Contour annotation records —
○ ○ ○ ○ ○

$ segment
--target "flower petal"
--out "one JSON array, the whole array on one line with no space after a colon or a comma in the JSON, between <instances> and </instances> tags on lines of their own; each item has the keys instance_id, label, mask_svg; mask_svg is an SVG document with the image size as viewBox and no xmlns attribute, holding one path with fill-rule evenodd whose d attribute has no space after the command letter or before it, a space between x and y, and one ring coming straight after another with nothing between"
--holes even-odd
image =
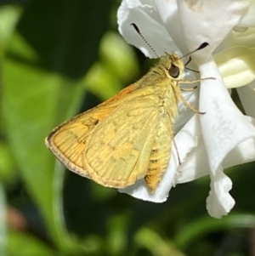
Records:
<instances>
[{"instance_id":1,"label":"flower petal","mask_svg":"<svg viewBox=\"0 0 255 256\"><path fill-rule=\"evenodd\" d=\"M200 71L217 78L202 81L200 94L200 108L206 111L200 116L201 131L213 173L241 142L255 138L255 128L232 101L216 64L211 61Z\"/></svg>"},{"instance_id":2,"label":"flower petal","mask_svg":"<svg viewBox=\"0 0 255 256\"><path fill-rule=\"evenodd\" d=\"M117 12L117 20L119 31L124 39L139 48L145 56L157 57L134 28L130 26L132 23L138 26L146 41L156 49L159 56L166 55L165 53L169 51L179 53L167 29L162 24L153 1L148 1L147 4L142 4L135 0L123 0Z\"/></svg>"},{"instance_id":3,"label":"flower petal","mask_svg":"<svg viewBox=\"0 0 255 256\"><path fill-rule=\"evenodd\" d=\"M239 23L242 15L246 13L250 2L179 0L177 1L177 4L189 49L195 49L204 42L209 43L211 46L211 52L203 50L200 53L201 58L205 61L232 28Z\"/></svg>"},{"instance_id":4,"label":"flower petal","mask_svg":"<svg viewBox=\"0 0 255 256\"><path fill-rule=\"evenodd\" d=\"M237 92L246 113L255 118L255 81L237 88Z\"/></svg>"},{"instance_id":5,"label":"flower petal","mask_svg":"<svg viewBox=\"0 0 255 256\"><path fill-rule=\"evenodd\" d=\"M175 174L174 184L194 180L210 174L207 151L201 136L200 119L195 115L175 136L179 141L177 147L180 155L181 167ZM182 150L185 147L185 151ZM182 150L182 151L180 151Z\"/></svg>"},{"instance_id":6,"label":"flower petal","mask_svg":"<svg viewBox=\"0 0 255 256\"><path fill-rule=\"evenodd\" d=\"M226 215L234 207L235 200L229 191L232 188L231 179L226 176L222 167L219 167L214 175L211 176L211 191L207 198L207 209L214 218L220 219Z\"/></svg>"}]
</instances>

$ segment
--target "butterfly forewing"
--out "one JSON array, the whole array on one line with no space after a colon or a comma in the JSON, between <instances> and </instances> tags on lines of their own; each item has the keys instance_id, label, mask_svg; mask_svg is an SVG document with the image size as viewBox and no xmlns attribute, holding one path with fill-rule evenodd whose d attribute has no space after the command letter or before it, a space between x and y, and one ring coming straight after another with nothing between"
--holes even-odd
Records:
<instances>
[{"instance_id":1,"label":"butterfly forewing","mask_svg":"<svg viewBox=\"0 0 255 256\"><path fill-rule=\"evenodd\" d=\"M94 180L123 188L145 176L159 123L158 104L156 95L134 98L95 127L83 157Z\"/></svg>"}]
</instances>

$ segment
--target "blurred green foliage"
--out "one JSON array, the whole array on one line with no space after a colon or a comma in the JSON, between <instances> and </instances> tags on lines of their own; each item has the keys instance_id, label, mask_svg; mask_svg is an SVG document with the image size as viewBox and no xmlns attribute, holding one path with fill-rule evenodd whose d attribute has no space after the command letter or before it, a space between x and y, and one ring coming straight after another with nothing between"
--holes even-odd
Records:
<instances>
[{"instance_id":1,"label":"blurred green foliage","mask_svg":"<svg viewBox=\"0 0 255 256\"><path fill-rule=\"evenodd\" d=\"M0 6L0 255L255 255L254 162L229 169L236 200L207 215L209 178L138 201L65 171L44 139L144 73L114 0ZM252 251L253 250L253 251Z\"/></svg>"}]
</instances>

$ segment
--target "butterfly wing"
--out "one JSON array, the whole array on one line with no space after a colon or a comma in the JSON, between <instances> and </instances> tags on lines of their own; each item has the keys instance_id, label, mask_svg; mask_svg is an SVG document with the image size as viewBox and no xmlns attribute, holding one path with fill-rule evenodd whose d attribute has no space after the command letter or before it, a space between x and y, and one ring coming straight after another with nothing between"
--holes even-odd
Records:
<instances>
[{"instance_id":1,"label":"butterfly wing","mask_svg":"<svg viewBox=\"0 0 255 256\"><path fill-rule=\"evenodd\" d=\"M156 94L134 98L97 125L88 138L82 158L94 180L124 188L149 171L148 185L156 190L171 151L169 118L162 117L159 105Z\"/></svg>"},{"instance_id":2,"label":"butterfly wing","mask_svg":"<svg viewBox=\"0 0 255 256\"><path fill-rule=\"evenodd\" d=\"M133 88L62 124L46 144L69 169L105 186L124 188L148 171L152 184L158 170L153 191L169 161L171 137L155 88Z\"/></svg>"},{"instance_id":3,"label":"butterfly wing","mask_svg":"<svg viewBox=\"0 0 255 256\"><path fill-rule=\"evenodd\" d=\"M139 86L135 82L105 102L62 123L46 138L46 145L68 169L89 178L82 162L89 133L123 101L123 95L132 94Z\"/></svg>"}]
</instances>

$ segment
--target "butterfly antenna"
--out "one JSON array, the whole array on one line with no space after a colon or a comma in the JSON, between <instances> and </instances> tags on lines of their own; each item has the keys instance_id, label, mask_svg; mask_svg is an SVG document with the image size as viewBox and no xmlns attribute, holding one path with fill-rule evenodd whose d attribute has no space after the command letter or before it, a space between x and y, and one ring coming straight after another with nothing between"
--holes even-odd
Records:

○ ○ ○ ○ ○

Challenge — Gather every line from the rows above that contains the string "target", and copy each one out. Case counts.

Final result —
--target "flower petal"
--target "butterfly forewing"
--target "blurred green foliage"
--target "butterfly wing"
--target "butterfly antenna"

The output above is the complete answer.